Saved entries
^^^^
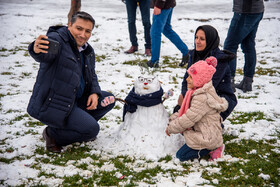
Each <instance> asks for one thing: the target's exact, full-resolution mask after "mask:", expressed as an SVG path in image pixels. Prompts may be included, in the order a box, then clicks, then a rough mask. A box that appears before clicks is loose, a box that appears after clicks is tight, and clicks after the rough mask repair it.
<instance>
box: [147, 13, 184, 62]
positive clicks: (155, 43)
mask: <svg viewBox="0 0 280 187" xmlns="http://www.w3.org/2000/svg"><path fill="white" fill-rule="evenodd" d="M172 12H173V8H169V9H162V10H161V13H160V14H159V15H153V24H152V28H151V38H152V51H151V53H152V58H151V62H152V63H153V64H154V63H158V61H159V57H160V45H161V33H163V34H164V35H165V36H166V37H167V38H168V39H169V40H170V41H171V42H172V43H173V44H174V45H175V46H176V47H177V48H178V49H179V50H180V51H181V53H182V55H186V54H187V53H188V51H189V50H188V47H187V45H186V44H185V43H184V42H183V41H182V40H181V38H180V37H179V36H178V34H177V33H176V32H175V31H173V29H172V26H171V17H172Z"/></svg>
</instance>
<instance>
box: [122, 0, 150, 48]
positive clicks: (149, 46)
mask: <svg viewBox="0 0 280 187" xmlns="http://www.w3.org/2000/svg"><path fill="white" fill-rule="evenodd" d="M139 7H140V12H141V17H142V24H143V26H144V37H145V42H146V44H145V48H148V49H151V36H150V29H151V21H150V0H140V1H139ZM136 9H137V0H126V10H127V17H128V31H129V38H130V42H131V44H132V45H133V46H138V42H137V37H136V33H137V30H136V25H135V21H136Z"/></svg>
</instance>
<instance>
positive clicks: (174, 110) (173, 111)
^^^^
### What needs to be done
Lines from the one containing "box: [147, 13, 184, 62]" through the end of the entries above must be copied exactly; include both ends and no other lines.

### Solution to the exercise
box: [147, 13, 184, 62]
positive clicks: (155, 43)
mask: <svg viewBox="0 0 280 187" xmlns="http://www.w3.org/2000/svg"><path fill="white" fill-rule="evenodd" d="M172 12H173V8H169V9H162V10H161V13H160V14H159V15H153V24H152V28H151V38H152V51H151V53H152V58H151V62H152V63H153V64H154V63H158V61H159V57H160V45H161V33H163V34H164V35H165V36H166V37H167V38H168V39H169V40H170V41H171V42H172V43H173V44H174V45H175V46H176V47H177V48H178V49H179V50H180V51H181V53H182V55H186V54H187V53H188V51H189V50H188V47H187V45H186V44H185V43H184V42H183V41H182V40H181V38H180V37H179V36H178V34H177V33H176V32H175V31H173V29H172V26H171V17H172Z"/></svg>
</instance>
<instance>
box: [122, 0, 150, 48]
positive clicks: (149, 46)
mask: <svg viewBox="0 0 280 187" xmlns="http://www.w3.org/2000/svg"><path fill="white" fill-rule="evenodd" d="M139 7H140V12H141V17H142V24H143V26H144V37H145V42H146V44H145V48H148V49H151V36H150V29H151V21H150V0H140V1H139ZM136 9H137V0H126V10H127V17H128V31H129V38H130V42H131V44H132V45H133V46H138V42H137V37H136V33H137V30H136V25H135V21H136Z"/></svg>
</instance>
<instance>
positive clicks: (174, 110) (173, 111)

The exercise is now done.